Photo 1. NGN testing activities.

In addition, NTT's efforts in the field of environmental information and communications technology (ICT) centered about the Environmental Management & Provisioning Project and the Energy and Environment Systems Laboratories are already beginning to produce results. One is the development of techniques for estimating macro-level reductions in energy consumption achieved by applying ICT. This achievement was cited in an environmental white paper issued by the Ministry of the Environment in 2006, which is something that we take great pride in. As a technology that can make a great contribution to reducing the environmental load in society, it's an area that we would like to continue focusing on in the years to come (Photo 1).

Photos 2, 3, and 4. NTT Telecommunication History Museum.

Given records:

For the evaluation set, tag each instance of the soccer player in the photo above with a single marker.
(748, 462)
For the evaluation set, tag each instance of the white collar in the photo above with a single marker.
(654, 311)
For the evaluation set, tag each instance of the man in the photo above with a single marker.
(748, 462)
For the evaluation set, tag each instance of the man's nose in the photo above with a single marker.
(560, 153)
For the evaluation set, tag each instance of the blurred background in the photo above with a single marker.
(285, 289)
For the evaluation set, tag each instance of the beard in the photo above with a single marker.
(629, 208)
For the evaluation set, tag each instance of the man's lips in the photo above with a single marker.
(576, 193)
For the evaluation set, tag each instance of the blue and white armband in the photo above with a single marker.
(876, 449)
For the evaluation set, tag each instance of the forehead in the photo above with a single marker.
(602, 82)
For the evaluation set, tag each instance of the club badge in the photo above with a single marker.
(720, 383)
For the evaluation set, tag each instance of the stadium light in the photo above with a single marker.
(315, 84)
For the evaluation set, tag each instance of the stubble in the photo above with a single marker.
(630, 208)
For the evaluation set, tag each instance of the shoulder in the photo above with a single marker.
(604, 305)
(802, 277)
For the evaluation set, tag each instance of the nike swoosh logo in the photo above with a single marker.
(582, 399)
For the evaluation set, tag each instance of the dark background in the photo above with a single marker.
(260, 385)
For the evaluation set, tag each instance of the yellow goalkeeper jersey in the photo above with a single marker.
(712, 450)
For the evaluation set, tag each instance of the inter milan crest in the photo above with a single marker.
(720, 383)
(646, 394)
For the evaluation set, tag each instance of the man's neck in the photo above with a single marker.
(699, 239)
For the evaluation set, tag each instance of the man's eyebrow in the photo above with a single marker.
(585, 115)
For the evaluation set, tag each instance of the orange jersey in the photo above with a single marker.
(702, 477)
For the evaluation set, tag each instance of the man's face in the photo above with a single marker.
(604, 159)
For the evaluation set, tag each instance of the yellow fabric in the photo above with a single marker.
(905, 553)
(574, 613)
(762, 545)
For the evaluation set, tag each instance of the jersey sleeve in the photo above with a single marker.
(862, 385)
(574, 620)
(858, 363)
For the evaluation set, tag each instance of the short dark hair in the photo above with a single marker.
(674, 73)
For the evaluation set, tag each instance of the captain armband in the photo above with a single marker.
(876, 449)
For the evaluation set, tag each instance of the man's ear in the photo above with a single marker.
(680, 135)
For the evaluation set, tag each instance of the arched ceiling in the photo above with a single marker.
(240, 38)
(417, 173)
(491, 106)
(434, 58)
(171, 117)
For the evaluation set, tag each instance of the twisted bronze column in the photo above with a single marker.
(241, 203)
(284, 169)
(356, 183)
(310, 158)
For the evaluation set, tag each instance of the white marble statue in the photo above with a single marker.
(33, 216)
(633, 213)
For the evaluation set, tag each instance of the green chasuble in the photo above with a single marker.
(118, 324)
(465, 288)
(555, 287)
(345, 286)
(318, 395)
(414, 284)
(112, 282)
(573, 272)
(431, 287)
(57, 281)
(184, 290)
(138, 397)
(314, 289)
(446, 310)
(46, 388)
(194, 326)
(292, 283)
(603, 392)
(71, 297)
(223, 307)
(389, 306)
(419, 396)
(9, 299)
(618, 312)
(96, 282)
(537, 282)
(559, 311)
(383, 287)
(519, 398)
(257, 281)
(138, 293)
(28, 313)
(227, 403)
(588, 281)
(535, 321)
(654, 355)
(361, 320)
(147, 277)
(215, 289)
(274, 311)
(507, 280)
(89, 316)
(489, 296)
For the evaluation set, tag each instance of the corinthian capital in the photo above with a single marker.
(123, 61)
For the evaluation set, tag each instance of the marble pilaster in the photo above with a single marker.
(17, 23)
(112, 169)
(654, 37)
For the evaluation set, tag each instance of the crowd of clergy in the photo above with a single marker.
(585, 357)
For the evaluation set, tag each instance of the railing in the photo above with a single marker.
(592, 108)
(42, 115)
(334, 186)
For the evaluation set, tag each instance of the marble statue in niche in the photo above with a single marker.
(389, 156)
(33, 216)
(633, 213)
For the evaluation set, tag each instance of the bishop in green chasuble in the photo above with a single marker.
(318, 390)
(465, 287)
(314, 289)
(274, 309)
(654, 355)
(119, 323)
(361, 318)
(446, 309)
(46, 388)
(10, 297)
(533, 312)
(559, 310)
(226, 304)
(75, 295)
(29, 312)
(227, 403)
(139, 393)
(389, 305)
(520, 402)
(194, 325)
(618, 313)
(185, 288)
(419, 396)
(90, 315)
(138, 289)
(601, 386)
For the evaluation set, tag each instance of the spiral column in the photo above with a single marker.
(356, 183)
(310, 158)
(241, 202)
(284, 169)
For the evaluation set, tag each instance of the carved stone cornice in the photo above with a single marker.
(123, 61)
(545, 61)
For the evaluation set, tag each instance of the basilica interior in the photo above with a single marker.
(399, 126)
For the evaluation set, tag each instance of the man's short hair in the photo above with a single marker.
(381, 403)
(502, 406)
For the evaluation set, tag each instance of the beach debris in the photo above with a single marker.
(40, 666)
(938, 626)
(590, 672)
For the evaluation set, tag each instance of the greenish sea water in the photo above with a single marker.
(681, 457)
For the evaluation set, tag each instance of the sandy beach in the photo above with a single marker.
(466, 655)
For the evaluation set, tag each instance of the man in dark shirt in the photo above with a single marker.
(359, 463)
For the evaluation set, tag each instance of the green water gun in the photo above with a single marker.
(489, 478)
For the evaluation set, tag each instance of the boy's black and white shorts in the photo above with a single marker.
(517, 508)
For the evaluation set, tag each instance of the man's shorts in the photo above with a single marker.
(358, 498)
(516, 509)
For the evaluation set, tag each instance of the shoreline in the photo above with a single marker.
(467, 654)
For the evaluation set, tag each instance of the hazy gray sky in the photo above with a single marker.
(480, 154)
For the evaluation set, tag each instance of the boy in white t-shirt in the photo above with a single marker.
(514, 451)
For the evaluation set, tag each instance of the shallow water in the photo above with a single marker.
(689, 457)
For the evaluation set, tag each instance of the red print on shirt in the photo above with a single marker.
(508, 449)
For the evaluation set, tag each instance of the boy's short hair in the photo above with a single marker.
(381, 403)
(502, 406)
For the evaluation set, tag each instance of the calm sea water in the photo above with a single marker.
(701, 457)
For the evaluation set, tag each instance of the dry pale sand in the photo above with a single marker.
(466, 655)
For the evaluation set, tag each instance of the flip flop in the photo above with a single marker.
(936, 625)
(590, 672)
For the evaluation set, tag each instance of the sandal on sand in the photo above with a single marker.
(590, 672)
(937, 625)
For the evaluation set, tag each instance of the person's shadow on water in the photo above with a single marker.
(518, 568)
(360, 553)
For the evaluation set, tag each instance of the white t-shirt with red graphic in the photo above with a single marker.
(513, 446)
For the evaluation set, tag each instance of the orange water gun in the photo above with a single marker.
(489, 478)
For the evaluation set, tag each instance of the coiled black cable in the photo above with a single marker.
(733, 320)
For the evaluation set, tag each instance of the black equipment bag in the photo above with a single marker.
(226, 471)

What is expected: In the passage on NTT's environmental ICT work, reproduce everything from "In addition, NTT's" down to "Telecommunication History Museum." word for word.

Finished task:
In addition, NTT's efforts in the field of environmental information and communications technology (ICT) centered about the Environmental Management & Provisioning Project and the Energy and Environment Systems Laboratories are already beginning to produce results. One is the development of techniques for estimating macro-level reductions in energy consumption achieved by applying ICT. This achievement was cited in an environmental white paper issued by the Ministry of the Environment in 2006, which is something that we take great pride in. As a technology that can make a great contribution to reducing the environmental load in society, it's an area that we would like to continue focusing on in the years to come (Photo 1).

Photos 2, 3, and 4. NTT Telecommunication History Museum.